(Entries drawn from a collection)
______________________________

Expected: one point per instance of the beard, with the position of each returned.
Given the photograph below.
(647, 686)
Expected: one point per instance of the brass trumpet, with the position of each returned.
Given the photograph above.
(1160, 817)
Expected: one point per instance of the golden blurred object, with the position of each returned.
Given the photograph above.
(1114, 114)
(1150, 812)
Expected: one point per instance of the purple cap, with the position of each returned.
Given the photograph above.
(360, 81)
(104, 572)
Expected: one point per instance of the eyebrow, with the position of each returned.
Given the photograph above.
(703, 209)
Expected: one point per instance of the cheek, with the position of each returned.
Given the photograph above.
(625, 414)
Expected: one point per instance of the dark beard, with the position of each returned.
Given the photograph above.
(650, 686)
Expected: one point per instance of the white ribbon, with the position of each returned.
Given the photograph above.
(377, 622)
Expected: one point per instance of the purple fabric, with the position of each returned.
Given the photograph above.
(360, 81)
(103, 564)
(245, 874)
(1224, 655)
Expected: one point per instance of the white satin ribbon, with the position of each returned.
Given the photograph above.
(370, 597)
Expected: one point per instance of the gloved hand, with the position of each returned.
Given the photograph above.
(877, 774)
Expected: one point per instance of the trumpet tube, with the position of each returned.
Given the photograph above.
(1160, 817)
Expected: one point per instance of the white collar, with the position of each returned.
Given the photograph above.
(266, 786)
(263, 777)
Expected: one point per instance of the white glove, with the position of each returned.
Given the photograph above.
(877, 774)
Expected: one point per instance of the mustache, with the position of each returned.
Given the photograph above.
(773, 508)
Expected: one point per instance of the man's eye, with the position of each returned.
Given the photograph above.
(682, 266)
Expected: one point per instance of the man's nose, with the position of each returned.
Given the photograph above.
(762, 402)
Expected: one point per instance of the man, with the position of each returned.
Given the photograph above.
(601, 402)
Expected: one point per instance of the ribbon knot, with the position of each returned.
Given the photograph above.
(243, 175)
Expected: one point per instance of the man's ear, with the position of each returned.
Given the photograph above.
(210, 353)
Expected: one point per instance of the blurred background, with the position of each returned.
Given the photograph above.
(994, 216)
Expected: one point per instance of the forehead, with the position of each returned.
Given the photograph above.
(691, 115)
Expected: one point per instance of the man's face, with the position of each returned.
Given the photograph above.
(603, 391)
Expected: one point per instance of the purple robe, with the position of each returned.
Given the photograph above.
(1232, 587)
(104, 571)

______________________________

Convert every line of the entries above into a Markdown table with the columns Row and Line, numbering each line in its own row and omitting blank lines.

* [Response to the exercise]:
| Row | Line |
|---|---|
| 1 | Expected: one point per instance of the beard, with the position of each returned. |
| 2 | Given the photograph below. |
| 3 | (647, 686) |
| 4 | Expected: one point per instance of the brass trumpet, with the position of each returned. |
| 5 | Given the photograph above. |
| 6 | (1160, 817) |
| 7 | Expected: one point per instance of the golden blurred object, with the position of each returned. |
| 8 | Given the photograph above. |
| 9 | (1114, 114) |
| 10 | (1150, 812) |
| 11 | Expected: one point per instance of the purple cap, with the position of each returned. |
| 12 | Given the photograph above. |
| 13 | (360, 81) |
| 14 | (104, 572) |
| 15 | Expected: one point per instance of the eyebrow, with the position of each returned. |
| 16 | Given the photograph above. |
| 17 | (703, 209) |
| 18 | Expected: one point per instance of the cheek, with the position of each returned. |
| 19 | Given the photograph above. |
| 20 | (625, 414) |
| 21 | Expected: one point per instance of the dark beard, with the position of each returned. |
| 22 | Given the photograph above. |
| 23 | (650, 686) |
| 24 | Expected: one point per instance of the white ribbon, with the position of each returned. |
| 25 | Given the photograph above. |
| 26 | (377, 622) |
| 27 | Expected: one point per instance of the purple fabric, with the position of each returned. |
| 28 | Given the photograph above. |
| 29 | (360, 81) |
| 30 | (103, 564) |
| 31 | (245, 874) |
| 32 | (1224, 655) |
| 33 | Expected: one point per instance of the white satin ribbon, with the position of each returned. |
| 34 | Given the photograph above. |
| 35 | (370, 597) |
| 36 | Expected: one point per instance of the gloved hand, with the position of each returned. |
| 37 | Given the photograph above. |
| 38 | (877, 774) |
| 39 | Expected: one point per instance of the trumpet tube, with the position of each returned. |
| 40 | Given the photograph above. |
| 41 | (1160, 817) |
| 42 | Expected: one point per instance of the white collar, with the position of each returned. |
| 43 | Given the photograph above. |
| 44 | (266, 786) |
| 45 | (263, 777) |
| 46 | Expected: one point per instance of the white glove, with the position of each returned. |
| 47 | Given the photograph above. |
| 48 | (877, 774) |
| 49 | Expected: one point per instance of the mustache, with the position of each returned. |
| 50 | Given the photograph above. |
| 51 | (773, 508) |
| 52 | Expected: one point per instance of the man's eye, with the position of each returned. |
| 53 | Given the photograph above. |
| 54 | (682, 266) |
| 55 | Expected: one point per instance of the man's nose, with the position of each returned. |
| 56 | Given the photograph above. |
| 57 | (762, 402) |
| 58 | Expected: one point per instance of the man, with the position of each returned. |
| 59 | Given the photograph above. |
| 60 | (601, 402) |
| 61 | Expected: one point per instance of the ribbon knot, with the position of each returned. |
| 62 | Given the photograph above. |
| 63 | (243, 175) |
| 64 | Expected: one point per instance of the man's ear, with the position of each returned. |
| 65 | Given the photograph above. |
| 66 | (210, 353) |
| 67 | Expected: one point per instance of the blurred background, with the position of each returned. |
| 68 | Given the photograph above. |
| 69 | (994, 216) |
| 70 | Expected: one point per instance of the forehead, with the position of each returned. |
| 71 | Given the photograph above. |
| 72 | (691, 115) |
| 73 | Expected: one point per instance of the man's face, with the position of each returned. |
| 74 | Given the photograph above. |
| 75 | (603, 391) |
| 76 | Expected: one point per instance of the purple robe, with the position of each returned. |
| 77 | Given the photograph above. |
| 78 | (1232, 587) |
| 79 | (104, 571) |